Treść zadania -
Podejmij wątek z zamieszczonej niżej dyskusji o kolejnym dodatku do The Sims 2 i dopisz jej dalszy ciąg, zaczynając zaraz po ostatniej wypowiedzi.

Wybrany tekst -
Biznes tematem kolejnego dodatku do The Sims 2
"Lista najlepiej sprzedajacych sie tytulow w 2006 roku:
1. The Sims 2: Nocne Życie
2. The Sims 2: Koszenie trawnika
3. The Sims 2: Mycie okien
4. The Sims 2: Wycieczka do teatru
5. The Sims 2: Otwieranie butelki piwa..."
Ile jeszcze???
eJay ---> Tylko idiota nie chciałby dalej eksploatować kury znoszącej złote jaja. Fani The Sims 2 są zapewne wniebowzięci.
Wypowiedź została zmodyfikowana przez jej autora [2005-09-11 11:30:43]
eJay - > dokładnie, fani się cieszą, a reszta lepiej niech przemilczy, bo to i tak się nie zmieni.
No tak trzeba cały czas tłuc kasę bo fani Sims kupią wszystko co im się podsunie.
U.V. klasyczna już teza mówi - nie ważne co jest rzeczywiście dobre - ważne co ludzie myślą, że jest dobre
Misza---->True:)
UVI---->Simsy nie sa dobra gra, sa gra oryginalną, ale nie dobrą. Znudzila mnie po 20 minutach grania...

Dostarczone dane -

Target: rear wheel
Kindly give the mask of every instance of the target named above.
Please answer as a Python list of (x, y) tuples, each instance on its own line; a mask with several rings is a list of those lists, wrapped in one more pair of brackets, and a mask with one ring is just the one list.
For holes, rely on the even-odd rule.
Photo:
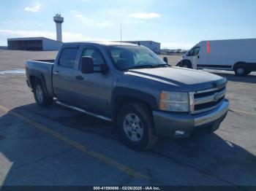
[(35, 81), (33, 90), (34, 99), (39, 106), (45, 107), (53, 104), (53, 98), (46, 94), (39, 80)]
[(150, 110), (141, 104), (129, 104), (121, 107), (117, 116), (120, 140), (129, 147), (141, 151), (157, 141), (153, 130)]
[(246, 71), (246, 67), (244, 66), (238, 66), (235, 69), (235, 73), (237, 76), (244, 77), (249, 74), (248, 71)]

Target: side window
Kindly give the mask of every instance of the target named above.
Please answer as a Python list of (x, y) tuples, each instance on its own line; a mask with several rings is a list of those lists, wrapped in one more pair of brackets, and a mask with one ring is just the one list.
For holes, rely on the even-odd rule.
[(94, 65), (105, 64), (104, 59), (100, 52), (93, 48), (86, 48), (83, 50), (82, 56), (89, 56), (94, 60)]
[(59, 65), (64, 68), (74, 68), (75, 58), (78, 53), (78, 48), (64, 48), (59, 58)]

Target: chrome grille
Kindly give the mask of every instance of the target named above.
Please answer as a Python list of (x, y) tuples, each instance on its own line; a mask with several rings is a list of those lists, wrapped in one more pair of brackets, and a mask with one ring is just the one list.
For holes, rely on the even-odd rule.
[(214, 89), (189, 93), (190, 112), (199, 114), (219, 106), (224, 101), (225, 85)]

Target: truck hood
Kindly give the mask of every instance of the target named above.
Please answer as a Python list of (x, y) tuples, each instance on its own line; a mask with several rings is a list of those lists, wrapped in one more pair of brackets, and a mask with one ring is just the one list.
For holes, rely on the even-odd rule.
[(127, 73), (176, 86), (181, 91), (207, 90), (227, 82), (225, 78), (216, 74), (180, 67), (132, 69)]

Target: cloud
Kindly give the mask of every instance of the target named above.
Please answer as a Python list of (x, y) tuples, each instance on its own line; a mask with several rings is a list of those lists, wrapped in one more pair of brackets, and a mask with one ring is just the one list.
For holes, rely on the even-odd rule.
[(186, 49), (189, 50), (192, 48), (195, 44), (192, 43), (179, 43), (179, 42), (162, 42), (161, 43), (162, 48), (170, 48), (170, 49)]
[(41, 4), (38, 2), (35, 2), (33, 7), (27, 7), (24, 9), (28, 12), (39, 12), (41, 9)]
[[(52, 39), (55, 39), (56, 33), (49, 31), (16, 31), (16, 30), (4, 30), (0, 29), (0, 35), (7, 36), (8, 38), (18, 37), (39, 37), (43, 36)], [(97, 39), (85, 36), (82, 34), (73, 32), (62, 33), (64, 42), (75, 42), (75, 41), (108, 41), (105, 39)]]
[(74, 15), (75, 18), (78, 19), (80, 21), (82, 22), (83, 24), (86, 26), (100, 26), (100, 27), (105, 27), (105, 26), (110, 26), (110, 22), (109, 21), (105, 21), (103, 23), (97, 23), (90, 18), (86, 17), (83, 15), (79, 13), (76, 10), (72, 10), (70, 11), (70, 12)]
[(139, 19), (151, 19), (151, 18), (159, 18), (161, 15), (156, 12), (140, 12), (140, 13), (132, 13), (129, 15), (131, 18), (139, 18)]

Odpowiedź do zadania -
Ja tam nigdy za simsami nie przepadałem :). To jest gra dla małych dzieci albo pryszczatych nastolatek :P. Zawsze jak widzę jakąś dziewczynę w empiku i patrze jak przegląda gry zastanawiam sie na co patrzy. Następnie jak podchodze do półki przy której babka stała widze THE SIMS 2 ofkoz :/
eJay -- i tu się z kolei z Tobą nie zgodzę ----> pamiętaj, że zasada, którą przytoczyłem powyżej nie jest jedyną zasadą marketingu, co więcej - żadna z zasad nie jest tak do końca ostateczna i niepodważalna... (zbyt dużo zależy od ogromnej liczby czynników zewnętrznych... Tym samym powstrzymałbym się od formułowania opinii dobra/zła
A dlaczego Ci się znudziła? proste --> istnieje duże prawdopodobieństwo, że nie należych do grupy docelowej (lub grup...) do których była ona skierowana...
wysiu---->My dyskutujemy o grach:)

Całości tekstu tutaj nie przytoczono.